- _Page extract_
******************************

Mysterious Crop Circles: Alien Messages Or Hoax?

Mysterious Crop Circles: Alien Messages Or Hoax?
June 15, 2011
by Marcelo Gleiser
NPR

In the wake of last week's post on the alien autopsy video, it seems pertinent to take on another "sign" of alien visitation or, perhaps, of paranormal phenomena, the mysterious crop circles that have spread across the world in the thousands since the late 1970s.

I'm sure many of you remember the 2002 blockbuster Signs, directed by M. Night Shyamalan and starring Mel Gibson and Joaquin Phoenix. "It can't be by hand, it's too perfect," said Rev. Graham Hess (Mel Gibson), after inspecting a football-field sized pattern cut on his wheat crop. The movie grossed $408 million dollars worldwide. I watched it with my son and had a great time.

If you search "crop circles" on Google, you'll find some amazingly beautiful images, huge patterns of all kinds cut on crops, from symmetric mandala-looking circles to abstract symbols and even an alien face with a disk next to him, carrying some kind of image.

******************************

- _Dataset content_
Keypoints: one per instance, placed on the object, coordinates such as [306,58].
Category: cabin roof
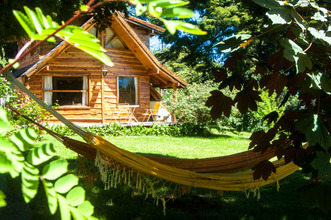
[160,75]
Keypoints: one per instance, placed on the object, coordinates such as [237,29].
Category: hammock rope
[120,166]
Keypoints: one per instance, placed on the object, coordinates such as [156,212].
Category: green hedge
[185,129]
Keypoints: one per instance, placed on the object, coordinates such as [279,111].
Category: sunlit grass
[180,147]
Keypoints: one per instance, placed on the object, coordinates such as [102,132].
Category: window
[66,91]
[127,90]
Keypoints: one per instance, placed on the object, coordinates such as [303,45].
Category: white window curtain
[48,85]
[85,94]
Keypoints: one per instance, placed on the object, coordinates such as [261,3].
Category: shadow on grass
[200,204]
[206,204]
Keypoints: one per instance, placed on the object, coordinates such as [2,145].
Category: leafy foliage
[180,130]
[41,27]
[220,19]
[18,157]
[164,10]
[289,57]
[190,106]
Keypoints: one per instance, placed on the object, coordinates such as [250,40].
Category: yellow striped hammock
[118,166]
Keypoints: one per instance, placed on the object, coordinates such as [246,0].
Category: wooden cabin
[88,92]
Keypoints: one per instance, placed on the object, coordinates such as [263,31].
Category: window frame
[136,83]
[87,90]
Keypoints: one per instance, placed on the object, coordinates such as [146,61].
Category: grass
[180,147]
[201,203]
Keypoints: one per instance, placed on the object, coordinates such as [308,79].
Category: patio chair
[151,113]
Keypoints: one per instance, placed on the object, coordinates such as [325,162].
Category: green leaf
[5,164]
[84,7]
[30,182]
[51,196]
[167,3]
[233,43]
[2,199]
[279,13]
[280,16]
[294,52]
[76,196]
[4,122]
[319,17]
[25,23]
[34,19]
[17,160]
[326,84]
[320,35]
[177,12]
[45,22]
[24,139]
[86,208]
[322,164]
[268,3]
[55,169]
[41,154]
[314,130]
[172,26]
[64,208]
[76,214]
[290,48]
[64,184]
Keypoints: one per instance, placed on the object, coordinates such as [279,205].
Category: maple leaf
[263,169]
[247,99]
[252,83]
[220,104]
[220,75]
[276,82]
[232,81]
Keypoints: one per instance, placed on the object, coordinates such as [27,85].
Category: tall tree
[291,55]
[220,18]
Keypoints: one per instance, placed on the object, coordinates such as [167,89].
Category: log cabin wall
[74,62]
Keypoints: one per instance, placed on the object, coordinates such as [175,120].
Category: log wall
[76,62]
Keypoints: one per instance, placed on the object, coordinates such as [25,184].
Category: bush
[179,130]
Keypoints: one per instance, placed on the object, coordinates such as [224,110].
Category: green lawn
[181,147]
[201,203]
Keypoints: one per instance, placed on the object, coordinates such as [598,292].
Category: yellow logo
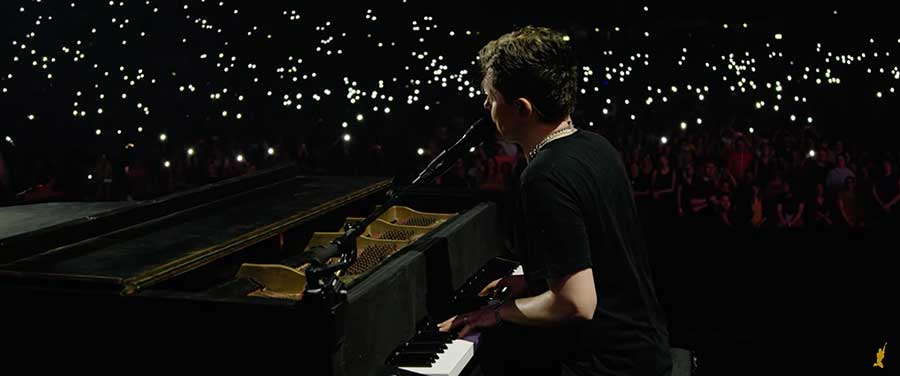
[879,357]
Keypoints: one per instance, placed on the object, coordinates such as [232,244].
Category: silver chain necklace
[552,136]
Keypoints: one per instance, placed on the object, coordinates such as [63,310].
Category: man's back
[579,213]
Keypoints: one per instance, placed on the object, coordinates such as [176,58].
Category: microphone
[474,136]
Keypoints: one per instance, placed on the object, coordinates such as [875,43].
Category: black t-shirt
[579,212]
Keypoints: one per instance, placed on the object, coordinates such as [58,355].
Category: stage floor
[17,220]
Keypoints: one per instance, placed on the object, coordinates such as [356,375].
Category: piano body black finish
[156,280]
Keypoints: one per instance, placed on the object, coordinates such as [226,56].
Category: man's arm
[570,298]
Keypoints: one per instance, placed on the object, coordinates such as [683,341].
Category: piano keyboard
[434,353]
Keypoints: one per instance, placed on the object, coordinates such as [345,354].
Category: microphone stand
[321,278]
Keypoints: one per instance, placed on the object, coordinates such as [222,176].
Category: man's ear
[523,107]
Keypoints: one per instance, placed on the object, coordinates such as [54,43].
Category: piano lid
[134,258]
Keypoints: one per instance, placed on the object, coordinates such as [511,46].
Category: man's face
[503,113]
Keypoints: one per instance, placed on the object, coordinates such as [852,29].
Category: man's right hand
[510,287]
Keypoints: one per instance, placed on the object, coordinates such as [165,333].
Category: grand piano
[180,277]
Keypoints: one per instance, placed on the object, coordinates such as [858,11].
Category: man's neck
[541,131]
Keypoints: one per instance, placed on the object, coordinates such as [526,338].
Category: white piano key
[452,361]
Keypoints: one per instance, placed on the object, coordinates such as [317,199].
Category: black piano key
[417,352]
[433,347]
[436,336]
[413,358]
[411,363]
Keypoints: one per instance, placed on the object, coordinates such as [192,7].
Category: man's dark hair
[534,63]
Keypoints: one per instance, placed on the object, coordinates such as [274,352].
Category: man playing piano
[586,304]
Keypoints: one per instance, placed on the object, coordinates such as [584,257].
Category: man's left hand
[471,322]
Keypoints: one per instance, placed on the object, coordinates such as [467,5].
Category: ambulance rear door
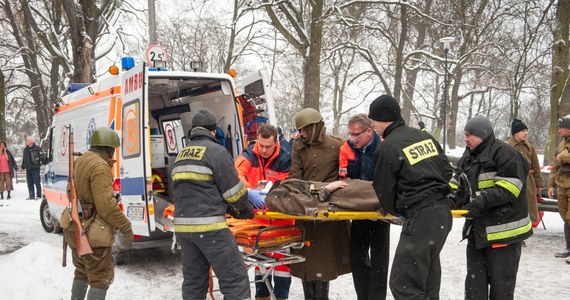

******************************

Transcribe, without alteration, the stretch of the crop circles article from "June 15, 2011" through "the late 1970s.".

June 15, 2011
by Marcelo Gleiser
NPR

In the wake of last week's post on the alien autopsy video, it seems pertinent to take on another "sign" of alien visitation or, perhaps, of paranormal phenomena, the mysterious crop circles that have spread across the world in the thousands since the late 1970s.